▶ [TEKST ŹRÓDŁOWY]
Nie jestem kostką cukru - julanda
Poezja » Wiersze » Nie jestem kostką cukru
A A A

tło zawsze w głębi
kocha i nienawidzi
w cieniach dostrzega światło
odbicie dokonanych dramatów

więdną słowa libretta
- jutro nas nie będzie
droga pokusą nieskończoności
znów wpada w horyzont

emocje - obudzone dzieci
w pragnieniu kołysania

wszystkie historie spotykają się przy źródle
niepokój nie pamięta słodyczy
doskonałość wyrosła z butów

świt dojrzał południowym słońcem
przemieniony w wieczór
z bruzdą chmur na czole

noc oczyszcza powietrze
aby upijać ptaki o brzasku

sny zawsze otwierały drzwi
na drugim planie

Poleć artykuł znajomym
Pobierz artykuł
Dodaj artykuł z PP do swojego czytnika RSS
  • Poleć ten artykuł znajomemu
  • E-mail znajomego:
  • E-mail polecającego:
  • Poleć ten artykuł znajomemu
  • Znajomy został poinformowany
julanda · dnia 23.02.2014 08:27 · Czytań: 723 · Średnia ocena: 5 · Komentarzy: 18
Komentarze
Poke Kieszonka dnia 23.02.2014 09:50
:) to więcej niż ,,kostka cukru'' i tak dobrze smakuje przy gorzkiej kawie, ech rozbudza wyobraźnię i ta doskonałość która ,, wyrasta z butów'' - cudnie ujęte oczywiście wiadomo próbuję interpretować po swojemu i dla siebie ale chyba o to chodzi. Serdeczności z mojej kieszonki :)

▶ [ZADANIA DO WYKONANIA]
a - Przełóż na angielski zdanie „wszystkie historie spotykają się przy źródle” ze strony z utworem „Nie jestem kostką cukru”.
b - Podaj dalszy ciąg strony z utworem „Nie jestem kostką cukru”, zaczynając od miejsca, w którym się kończy.
Wiersze danych nie mają żadnego związku ze stroną z utworem „Nie jestem kostką cukru”.

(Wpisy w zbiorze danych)
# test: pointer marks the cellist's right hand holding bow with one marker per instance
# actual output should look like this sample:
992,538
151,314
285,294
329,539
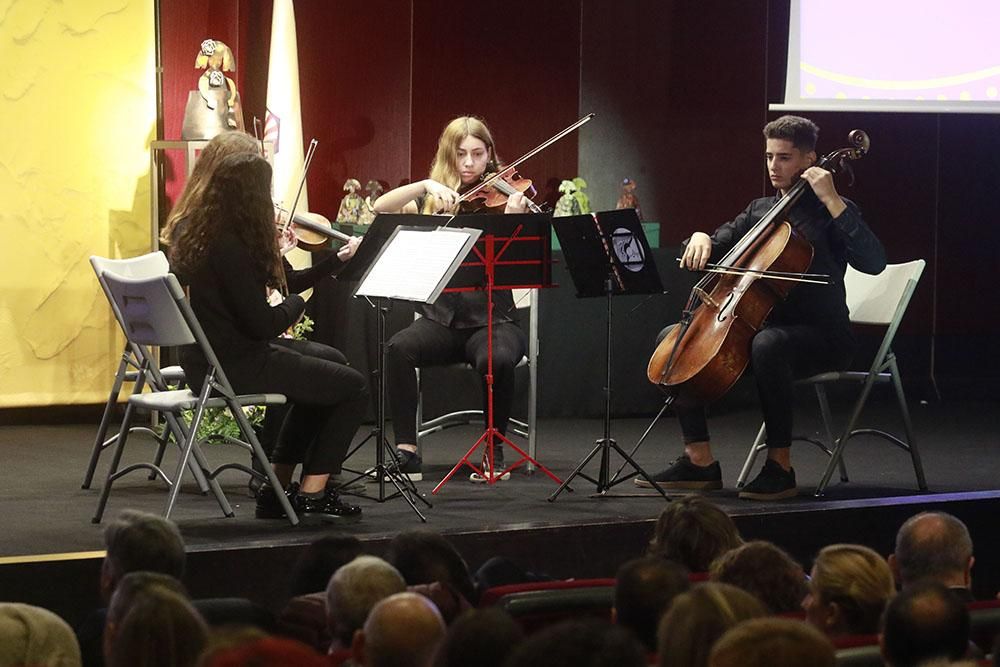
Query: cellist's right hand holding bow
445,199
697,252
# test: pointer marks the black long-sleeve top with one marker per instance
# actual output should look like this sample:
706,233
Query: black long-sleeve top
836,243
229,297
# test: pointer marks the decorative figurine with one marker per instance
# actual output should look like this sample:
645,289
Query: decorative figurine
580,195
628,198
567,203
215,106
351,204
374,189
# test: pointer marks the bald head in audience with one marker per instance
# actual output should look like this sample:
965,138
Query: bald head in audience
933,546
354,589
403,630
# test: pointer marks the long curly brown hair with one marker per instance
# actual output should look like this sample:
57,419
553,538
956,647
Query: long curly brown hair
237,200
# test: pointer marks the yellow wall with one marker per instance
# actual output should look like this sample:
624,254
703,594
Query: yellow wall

==

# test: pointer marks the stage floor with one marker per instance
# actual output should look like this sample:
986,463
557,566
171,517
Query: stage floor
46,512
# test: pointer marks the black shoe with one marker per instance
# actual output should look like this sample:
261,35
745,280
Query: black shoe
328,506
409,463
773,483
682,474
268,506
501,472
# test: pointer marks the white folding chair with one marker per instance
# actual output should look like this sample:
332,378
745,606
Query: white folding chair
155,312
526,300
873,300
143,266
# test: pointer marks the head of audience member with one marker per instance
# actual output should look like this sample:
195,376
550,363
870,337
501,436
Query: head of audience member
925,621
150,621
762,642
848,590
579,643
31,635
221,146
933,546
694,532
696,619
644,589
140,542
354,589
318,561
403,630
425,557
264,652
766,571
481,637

▶ [ODPOWIEDZI DO ZADAŃ]
a - All stories meet at the source.

b -
mede_a dnia 23.02.2014 11:34
To pierwszy Twój wiersz, Julando, który mnie nie zachwycił. Wydaje mi się przerywany i chaotyczny. Nie docierają do mnie emocje. Choć sama nie wiem, może to moja wina, że dziś akurat nie. Pozdrawiam.
ajw dnia 23.02.2014 11:45
Przeczytałam i nic. Nie wiedziałam co napisać, bo nie wzbudził we mnie emocji takich jak poprzednie Twoje wiersze. Brakuje mi klimatu i czegoś nieuchwytnego, co zawsze siedzi u Ciebie pomiędzy wersami. Jest kilka ładnych fraz, ale są jakby oderwane od siebie. Wiersz nie płynie, jest jakby napisany na siłę, bez tego tchnienia, które dajesz w swoje dzieła.
Pozdrawiam i czekam na następny :)
julanda dnia 23.02.2014 11:59
Dziękuję Medeo i Ajw, pewnie, aby poczuć ten tekst trzeba być już wypalonym człowiekiem, ale na Was, mam nadzieję jeszcze czas.
Pozdrawiam.
Poke, pozdrawiam.
introwerka dnia 23.02.2014 12:16 Ocena: Świetne!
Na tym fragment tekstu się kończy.